#### Trecho de origem
········
Um dia estávamos comentando sobre como algumas músicas se tornaram hits absolutos, tocaram em tudo quanto é lugar ou ocasião, e ainda assim, depois de milhares de repetições, são capazes de nos emocionar e dar aquela sensação boa de quem ouve uma grande canção pela primeira vez. É uma relação bastante pessoal – há quem ame ou odeie “Stairway to Heaven”, “Losing My Religion” ou “Nothing Compares 2 U”, repetidas anos a fio. Foi assim que decidimos descobrir os hits favoritos de alguns convidados especiais.

Você verá uma música a cada post, com os comentários respectivos. Começamos com o Fernando Augusto Lopes, que escreve no excelente site Floga-se.

“Blue Monday” – New Order
(Fernando Augusto Lopes / Floga-se)
········
#### Tarefa curta A
Segundo o trecho sobre hits favoritos, em qual site escreve Fernando Augusto Lopes?
#### Tarefa curta B
Liste todos os títulos de músicas citados no trecho sobre hits favoritos.
#### Tarefa curta C
Extraia do trecho sobre hits favoritos a passagem que começa nas palavras "Um dia estávamos" e termina logo após "alguns convidados especiais.".

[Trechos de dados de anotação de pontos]
········
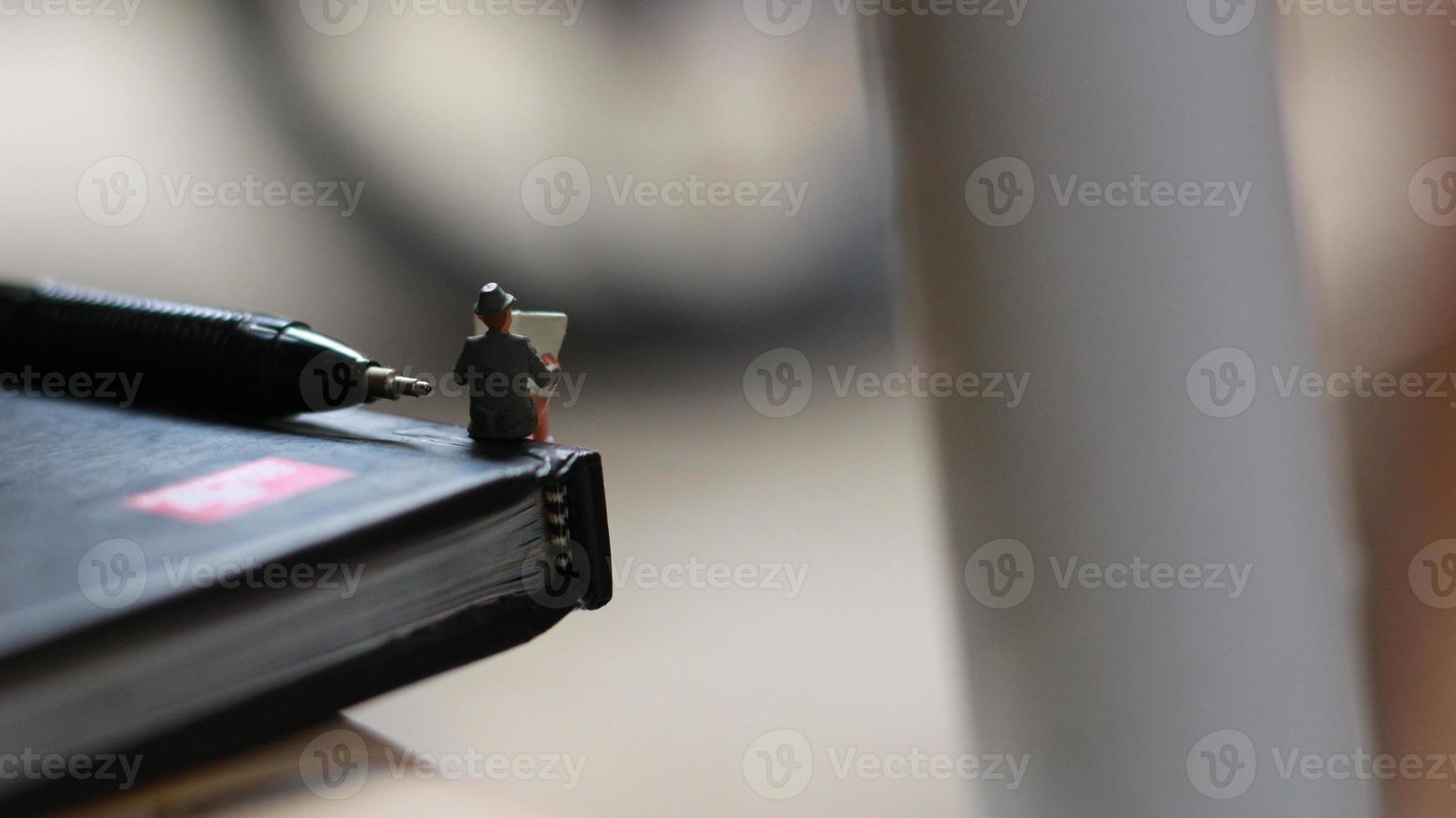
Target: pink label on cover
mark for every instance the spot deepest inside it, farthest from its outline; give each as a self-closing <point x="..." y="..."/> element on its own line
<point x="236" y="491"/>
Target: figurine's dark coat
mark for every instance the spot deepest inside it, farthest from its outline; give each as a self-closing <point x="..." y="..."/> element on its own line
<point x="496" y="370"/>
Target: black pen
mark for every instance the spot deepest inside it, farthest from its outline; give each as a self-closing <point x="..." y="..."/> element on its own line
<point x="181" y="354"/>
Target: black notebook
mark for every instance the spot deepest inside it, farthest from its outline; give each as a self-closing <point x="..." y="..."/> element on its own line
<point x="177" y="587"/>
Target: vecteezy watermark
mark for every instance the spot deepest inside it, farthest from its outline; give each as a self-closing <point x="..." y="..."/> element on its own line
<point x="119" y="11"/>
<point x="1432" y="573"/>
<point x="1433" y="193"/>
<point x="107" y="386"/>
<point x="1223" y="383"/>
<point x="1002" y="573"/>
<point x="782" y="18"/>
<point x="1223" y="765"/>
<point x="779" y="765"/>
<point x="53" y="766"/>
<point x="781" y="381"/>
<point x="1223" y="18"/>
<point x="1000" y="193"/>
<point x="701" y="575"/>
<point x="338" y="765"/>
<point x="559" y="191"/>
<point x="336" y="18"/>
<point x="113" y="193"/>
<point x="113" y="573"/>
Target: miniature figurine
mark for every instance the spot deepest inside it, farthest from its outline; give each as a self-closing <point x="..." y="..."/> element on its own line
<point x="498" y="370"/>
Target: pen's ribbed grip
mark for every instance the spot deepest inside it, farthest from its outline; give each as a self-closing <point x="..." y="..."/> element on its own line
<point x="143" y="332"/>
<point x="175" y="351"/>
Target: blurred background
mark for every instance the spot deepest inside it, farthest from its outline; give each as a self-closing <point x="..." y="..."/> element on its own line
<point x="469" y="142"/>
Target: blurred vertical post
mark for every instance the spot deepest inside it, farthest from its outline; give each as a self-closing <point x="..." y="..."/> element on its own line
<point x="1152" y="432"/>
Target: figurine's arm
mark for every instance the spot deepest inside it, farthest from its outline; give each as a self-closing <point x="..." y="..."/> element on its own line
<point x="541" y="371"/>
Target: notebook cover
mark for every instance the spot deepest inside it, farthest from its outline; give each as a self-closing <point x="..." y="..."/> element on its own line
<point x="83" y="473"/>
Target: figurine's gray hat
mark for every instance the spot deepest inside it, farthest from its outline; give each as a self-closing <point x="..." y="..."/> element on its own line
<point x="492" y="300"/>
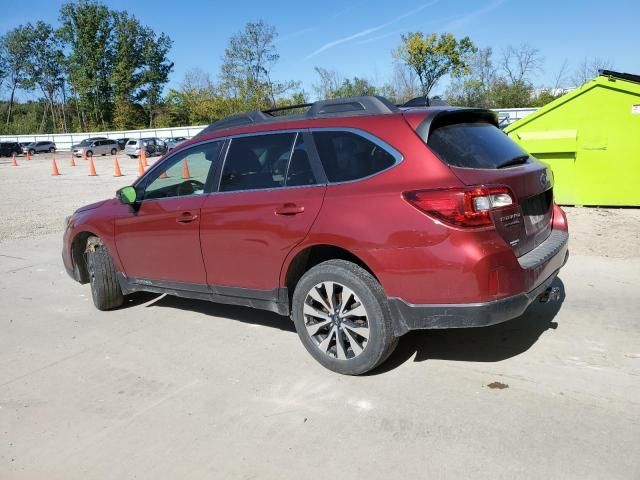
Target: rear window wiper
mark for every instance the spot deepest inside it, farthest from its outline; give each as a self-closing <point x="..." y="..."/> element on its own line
········
#### Resposta completa A
Floga-se

#### Resposta completa B
- "Stairway to Heaven"
- "Losing My Religion"
- "Nothing Compares 2 U"
- "Blue Monday"

#### Resposta completa C
Um dia estávamos comentando sobre como algumas músicas se tornaram hits absolutos, tocaram em tudo quanto é lugar ou ocasião, e ainda assim, depois de milhares de repetições, são capazes de nos emocionar e dar aquela sensação boa de quem ouve uma grande canção pela primeira vez. É uma relação bastante pessoal – há quem ame ou odeie “Stairway to Heaven”, “Losing My Religion” ou “Nothing Compares 2 U”, repetidas anos a fio. Foi assim que decidimos descobrir os hits favoritos de alguns convidados especiais.